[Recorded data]
* start *

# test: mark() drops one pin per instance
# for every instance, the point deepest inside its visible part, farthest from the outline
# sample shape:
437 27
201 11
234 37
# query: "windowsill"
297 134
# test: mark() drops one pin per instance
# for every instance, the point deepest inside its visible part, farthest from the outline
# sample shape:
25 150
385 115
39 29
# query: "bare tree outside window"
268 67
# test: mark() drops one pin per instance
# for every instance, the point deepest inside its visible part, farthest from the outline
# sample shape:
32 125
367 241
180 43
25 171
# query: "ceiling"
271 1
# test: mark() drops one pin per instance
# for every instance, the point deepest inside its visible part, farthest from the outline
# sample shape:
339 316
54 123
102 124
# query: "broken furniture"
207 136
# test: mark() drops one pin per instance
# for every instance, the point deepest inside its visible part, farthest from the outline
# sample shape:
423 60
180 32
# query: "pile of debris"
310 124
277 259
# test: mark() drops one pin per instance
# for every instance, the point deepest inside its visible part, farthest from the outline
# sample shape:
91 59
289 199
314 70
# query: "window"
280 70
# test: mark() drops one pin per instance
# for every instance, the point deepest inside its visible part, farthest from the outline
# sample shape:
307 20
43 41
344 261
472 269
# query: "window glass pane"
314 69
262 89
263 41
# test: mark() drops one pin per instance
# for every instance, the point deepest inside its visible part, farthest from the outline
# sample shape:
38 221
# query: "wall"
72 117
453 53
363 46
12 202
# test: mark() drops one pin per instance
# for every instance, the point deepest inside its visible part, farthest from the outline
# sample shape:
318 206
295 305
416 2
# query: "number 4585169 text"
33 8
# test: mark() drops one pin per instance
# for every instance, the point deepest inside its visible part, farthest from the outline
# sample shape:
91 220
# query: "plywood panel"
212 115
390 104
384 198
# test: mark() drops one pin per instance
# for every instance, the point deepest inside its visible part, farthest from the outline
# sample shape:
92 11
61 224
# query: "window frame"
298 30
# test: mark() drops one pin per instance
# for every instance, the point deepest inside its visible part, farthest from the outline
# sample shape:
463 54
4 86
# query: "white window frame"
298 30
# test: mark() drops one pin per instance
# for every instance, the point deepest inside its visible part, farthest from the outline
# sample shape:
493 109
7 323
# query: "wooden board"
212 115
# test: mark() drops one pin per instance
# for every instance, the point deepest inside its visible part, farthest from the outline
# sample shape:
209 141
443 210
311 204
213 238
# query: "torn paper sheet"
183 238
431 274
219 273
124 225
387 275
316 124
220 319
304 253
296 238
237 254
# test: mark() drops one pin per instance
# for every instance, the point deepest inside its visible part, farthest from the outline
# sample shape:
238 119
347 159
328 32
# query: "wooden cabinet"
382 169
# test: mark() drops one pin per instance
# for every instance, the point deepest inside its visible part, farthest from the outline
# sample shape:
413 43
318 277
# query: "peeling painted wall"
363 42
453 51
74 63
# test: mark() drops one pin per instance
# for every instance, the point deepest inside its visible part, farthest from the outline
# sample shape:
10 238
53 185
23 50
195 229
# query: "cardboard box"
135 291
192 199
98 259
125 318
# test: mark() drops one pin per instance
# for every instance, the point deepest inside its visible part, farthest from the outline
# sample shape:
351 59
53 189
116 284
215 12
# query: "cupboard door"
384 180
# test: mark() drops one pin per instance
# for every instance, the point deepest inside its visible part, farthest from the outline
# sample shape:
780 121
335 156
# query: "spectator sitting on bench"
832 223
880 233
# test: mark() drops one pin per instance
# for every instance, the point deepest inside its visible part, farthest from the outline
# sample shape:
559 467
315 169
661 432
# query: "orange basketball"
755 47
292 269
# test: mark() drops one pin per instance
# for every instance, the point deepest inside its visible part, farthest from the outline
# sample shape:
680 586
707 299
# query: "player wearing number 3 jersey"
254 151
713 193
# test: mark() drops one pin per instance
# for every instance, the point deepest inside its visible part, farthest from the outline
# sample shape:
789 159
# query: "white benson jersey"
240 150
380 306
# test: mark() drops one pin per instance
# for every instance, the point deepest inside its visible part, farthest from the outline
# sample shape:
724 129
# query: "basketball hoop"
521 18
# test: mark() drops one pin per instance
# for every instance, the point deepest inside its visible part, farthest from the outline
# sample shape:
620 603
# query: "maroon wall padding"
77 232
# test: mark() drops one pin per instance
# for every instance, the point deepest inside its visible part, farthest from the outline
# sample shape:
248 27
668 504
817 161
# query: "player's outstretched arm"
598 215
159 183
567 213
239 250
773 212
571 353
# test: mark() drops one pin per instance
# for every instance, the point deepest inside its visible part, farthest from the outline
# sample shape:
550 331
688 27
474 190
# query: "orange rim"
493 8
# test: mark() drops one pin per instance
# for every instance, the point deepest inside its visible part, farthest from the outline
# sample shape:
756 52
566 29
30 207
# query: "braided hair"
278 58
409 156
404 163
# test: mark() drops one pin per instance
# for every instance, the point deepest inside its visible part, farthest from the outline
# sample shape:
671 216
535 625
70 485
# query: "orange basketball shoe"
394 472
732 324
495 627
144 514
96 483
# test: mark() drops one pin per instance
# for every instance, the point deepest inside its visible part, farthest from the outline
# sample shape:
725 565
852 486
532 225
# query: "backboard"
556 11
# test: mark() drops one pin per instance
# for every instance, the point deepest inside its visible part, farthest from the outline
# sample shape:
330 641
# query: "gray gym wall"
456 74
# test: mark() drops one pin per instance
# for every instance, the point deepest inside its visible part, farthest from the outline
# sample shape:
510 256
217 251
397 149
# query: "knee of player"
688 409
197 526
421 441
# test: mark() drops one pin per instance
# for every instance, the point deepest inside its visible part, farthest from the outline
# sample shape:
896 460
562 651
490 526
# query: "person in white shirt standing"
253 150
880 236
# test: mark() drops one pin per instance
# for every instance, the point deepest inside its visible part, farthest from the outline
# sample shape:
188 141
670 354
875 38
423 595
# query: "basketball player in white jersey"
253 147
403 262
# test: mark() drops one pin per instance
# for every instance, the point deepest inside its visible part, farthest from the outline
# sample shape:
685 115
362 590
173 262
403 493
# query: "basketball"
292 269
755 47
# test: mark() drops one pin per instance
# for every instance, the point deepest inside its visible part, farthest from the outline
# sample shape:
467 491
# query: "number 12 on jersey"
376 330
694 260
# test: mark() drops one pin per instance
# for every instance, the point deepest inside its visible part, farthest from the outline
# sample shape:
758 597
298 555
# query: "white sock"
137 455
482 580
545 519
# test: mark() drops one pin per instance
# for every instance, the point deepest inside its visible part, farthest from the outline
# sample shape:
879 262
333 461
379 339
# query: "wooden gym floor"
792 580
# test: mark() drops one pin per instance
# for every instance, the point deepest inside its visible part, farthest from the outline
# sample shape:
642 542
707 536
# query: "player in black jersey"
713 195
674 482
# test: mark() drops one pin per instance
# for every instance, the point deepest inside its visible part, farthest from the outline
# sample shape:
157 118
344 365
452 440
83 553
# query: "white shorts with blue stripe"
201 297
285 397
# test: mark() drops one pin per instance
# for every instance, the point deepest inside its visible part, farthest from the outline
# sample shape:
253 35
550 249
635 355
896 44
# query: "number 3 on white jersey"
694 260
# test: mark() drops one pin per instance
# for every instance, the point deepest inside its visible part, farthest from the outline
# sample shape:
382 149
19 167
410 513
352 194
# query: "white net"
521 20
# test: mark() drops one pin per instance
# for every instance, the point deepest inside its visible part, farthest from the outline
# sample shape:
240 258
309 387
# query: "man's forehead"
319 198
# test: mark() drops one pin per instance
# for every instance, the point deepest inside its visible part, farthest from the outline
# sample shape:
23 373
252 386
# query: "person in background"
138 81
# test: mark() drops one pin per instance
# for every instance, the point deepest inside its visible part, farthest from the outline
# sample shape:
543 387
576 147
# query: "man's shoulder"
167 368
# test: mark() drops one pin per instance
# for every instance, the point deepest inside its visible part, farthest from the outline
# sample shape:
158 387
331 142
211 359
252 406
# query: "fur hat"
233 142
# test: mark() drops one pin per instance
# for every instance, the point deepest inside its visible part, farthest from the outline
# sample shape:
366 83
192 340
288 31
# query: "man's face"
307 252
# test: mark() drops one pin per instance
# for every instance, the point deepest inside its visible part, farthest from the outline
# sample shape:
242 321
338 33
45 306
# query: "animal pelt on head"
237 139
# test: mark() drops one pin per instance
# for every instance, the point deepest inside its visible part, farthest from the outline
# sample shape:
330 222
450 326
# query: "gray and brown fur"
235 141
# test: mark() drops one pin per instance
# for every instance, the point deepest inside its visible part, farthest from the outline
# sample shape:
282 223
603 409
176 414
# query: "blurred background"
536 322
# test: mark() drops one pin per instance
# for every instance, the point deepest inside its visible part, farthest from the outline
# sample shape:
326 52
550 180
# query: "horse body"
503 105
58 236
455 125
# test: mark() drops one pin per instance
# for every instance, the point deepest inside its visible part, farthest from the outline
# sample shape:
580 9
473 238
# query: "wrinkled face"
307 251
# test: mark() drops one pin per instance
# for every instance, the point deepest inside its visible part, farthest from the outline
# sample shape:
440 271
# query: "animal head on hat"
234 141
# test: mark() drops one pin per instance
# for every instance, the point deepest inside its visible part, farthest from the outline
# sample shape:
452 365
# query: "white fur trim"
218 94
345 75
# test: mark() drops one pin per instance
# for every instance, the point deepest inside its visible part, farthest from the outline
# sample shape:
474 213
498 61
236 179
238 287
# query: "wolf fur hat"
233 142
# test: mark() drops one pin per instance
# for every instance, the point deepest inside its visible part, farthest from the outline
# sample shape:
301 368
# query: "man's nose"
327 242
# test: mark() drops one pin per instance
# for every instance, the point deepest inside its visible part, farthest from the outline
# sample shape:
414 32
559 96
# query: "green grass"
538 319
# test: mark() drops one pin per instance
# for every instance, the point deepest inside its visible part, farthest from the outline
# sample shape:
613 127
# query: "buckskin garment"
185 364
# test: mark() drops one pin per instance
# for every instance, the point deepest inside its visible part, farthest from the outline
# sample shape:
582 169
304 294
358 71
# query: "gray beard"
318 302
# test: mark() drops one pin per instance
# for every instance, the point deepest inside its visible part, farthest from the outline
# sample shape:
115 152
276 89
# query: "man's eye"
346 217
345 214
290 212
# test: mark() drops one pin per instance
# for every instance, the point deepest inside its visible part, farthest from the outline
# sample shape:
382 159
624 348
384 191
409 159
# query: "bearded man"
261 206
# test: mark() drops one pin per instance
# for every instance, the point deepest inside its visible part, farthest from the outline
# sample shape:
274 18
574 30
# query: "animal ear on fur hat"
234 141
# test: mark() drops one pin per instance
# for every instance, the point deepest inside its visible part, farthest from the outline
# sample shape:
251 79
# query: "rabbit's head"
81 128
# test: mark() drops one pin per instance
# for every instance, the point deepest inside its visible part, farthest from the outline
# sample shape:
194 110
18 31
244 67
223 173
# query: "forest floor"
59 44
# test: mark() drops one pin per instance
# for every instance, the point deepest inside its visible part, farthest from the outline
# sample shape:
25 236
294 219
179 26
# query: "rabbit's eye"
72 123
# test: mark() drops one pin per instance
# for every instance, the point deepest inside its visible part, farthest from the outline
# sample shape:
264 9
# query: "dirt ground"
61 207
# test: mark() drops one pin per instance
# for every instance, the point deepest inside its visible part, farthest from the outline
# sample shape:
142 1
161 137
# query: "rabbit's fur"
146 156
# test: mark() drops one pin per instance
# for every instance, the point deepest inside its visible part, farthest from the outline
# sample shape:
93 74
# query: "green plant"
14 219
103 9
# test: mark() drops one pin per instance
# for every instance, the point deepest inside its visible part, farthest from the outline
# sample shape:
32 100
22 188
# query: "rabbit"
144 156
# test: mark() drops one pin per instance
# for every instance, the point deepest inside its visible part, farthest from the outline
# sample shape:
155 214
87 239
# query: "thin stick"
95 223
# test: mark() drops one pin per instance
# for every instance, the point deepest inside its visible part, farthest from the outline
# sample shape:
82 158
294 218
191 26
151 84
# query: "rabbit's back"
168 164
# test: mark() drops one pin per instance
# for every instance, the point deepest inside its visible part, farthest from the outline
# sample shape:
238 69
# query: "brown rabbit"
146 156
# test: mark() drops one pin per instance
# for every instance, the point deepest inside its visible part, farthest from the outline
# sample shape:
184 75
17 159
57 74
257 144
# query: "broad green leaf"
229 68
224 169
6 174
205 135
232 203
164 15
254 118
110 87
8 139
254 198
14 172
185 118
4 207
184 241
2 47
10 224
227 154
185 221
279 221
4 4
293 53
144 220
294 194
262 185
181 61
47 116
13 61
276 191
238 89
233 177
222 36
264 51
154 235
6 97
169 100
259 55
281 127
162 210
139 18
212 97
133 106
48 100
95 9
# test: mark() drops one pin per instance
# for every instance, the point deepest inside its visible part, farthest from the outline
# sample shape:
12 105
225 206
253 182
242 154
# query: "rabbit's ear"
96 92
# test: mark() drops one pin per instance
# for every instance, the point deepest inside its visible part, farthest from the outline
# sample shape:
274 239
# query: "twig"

* end *

Set task> Select each row above that contains the string "green", and copy those rows out verbatim.

Result below>
# query: "green grass"
# query: "green plant"
# query: "broad green leaf"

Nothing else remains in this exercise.